» Aim of the exercise: Pictures do not belong in the copy. Write out exactly the lines from the one containing "column 230, row 7" through the end of the data.

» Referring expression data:
****
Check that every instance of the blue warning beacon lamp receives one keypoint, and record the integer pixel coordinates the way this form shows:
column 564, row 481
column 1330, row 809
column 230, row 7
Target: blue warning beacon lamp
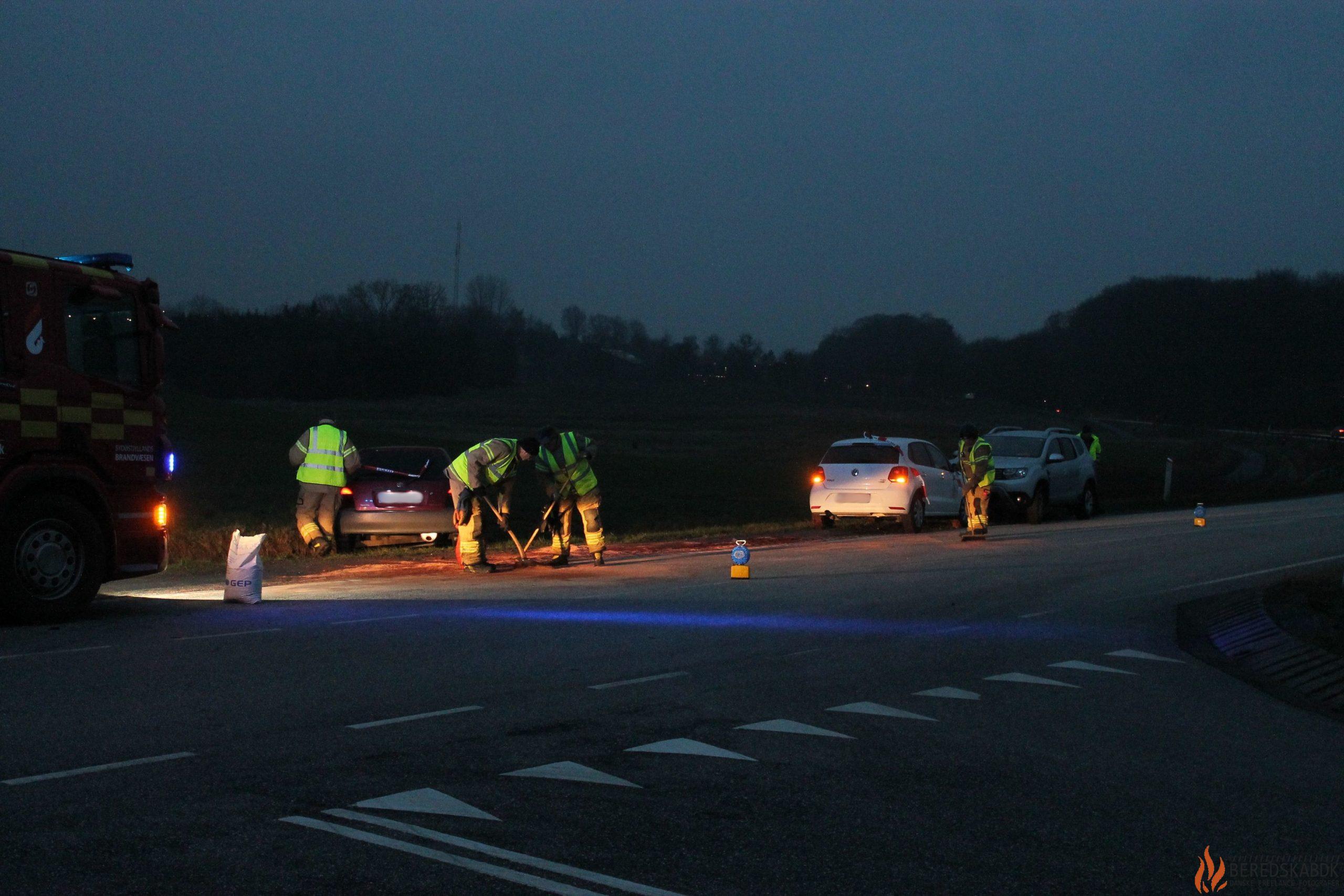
column 741, row 558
****
» Response box:
column 230, row 7
Target: blue warning beacon lamp
column 741, row 558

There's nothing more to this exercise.